ENTRIES PROVIDED>
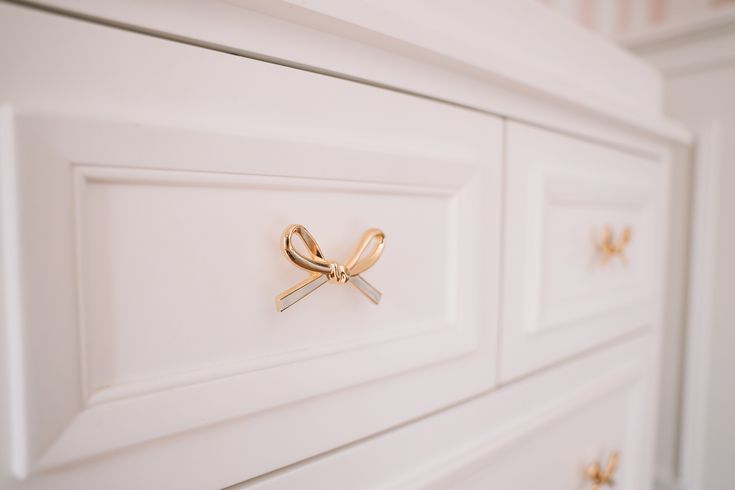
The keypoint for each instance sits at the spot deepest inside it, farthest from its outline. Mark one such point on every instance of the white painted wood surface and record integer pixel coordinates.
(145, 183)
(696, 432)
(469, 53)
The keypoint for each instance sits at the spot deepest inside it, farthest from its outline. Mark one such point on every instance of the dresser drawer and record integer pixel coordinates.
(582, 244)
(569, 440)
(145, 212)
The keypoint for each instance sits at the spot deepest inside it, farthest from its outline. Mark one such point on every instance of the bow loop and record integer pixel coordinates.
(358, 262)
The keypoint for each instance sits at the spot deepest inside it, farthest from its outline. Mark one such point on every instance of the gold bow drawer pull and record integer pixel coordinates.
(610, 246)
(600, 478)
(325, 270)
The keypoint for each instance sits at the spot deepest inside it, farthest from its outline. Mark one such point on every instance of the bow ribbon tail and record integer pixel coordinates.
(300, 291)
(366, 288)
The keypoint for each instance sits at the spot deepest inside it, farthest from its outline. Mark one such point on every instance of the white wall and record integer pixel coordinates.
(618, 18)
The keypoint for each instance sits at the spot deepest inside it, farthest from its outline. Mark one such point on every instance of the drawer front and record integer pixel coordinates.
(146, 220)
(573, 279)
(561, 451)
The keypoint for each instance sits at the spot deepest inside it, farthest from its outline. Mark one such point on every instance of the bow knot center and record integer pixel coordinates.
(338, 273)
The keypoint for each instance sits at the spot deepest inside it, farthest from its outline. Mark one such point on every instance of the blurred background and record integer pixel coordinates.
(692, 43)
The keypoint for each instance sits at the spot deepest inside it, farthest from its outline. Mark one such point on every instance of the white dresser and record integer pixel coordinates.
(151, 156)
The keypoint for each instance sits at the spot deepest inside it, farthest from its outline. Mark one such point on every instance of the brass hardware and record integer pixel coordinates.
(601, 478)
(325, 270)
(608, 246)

REQUIRED WORK> Recast every row above as a JSON list of strings, one string per line, with blank lines omitted and the pictures left out.

ANSWER FOR THIS EXERCISE>
[
  "The keypoint for each instance sits at the spot deepest inside it, farthest from its outline. Mark one such point on every instance of the white painted wood surface and record integer pixel coordinates.",
  "(145, 183)",
  "(696, 432)",
  "(469, 53)",
  "The keypoint for each instance sits at the spot deepest inside it, farthest from its outline. Mark one such point on every instance of the dresser drawer and record integer pixel coordinates.",
  "(582, 244)",
  "(569, 440)",
  "(145, 212)",
  "The keypoint for each instance sits at the spot deepest inside it, farthest from its outline. Mark one such point on every instance of the bow loop and record integer pixel coordinates.",
  "(358, 262)",
  "The keypoint for each instance sits at the spot deepest inside it, farthest from its outline. Mark one such point on every instance of the gold bow drawer pull and record integer pixel coordinates.",
  "(610, 246)",
  "(600, 478)",
  "(325, 270)",
  "The keypoint for each instance sits at the spot deepest inside it, farthest from its outline. Mark one such point on every instance of the bow ribbon tail and record integer pixel coordinates.",
  "(300, 291)",
  "(366, 288)",
  "The keypoint for each instance sits at the spot deepest inside it, farthest from its outline. Mark one such point on every instance of the white wall and record integer pixel coordinates.",
  "(618, 18)",
  "The keypoint for each instance sits at the spot deepest inside it, farthest from its outline. Mark one such point on every instance of the drawer front and record integer pixel coordinates.",
  "(146, 220)",
  "(573, 279)",
  "(561, 451)",
  "The keypoint for each instance sits at the spot deepest inside it, farthest from its outline. Mark one such point on every instance of the bow knot center and record integer pixel coordinates.",
  "(338, 273)",
  "The keypoint for each instance sits at the spot deepest inside it, farthest from its outline. Mark one such point on every instance of the blurred background and record integer pixel coordinates.",
  "(692, 43)",
  "The keypoint for each instance sits at the spot deepest inside it, farthest from its outline. Mark one such point on every instance of the white dresser and record integer pixel coordinates.",
  "(151, 156)",
  "The keypoint for each instance sits at the spot deepest inside it, farthest from its outline. Mark one such point on every instance of the brass hardware and record integer pixel coordinates.",
  "(601, 478)",
  "(325, 270)",
  "(608, 246)"
]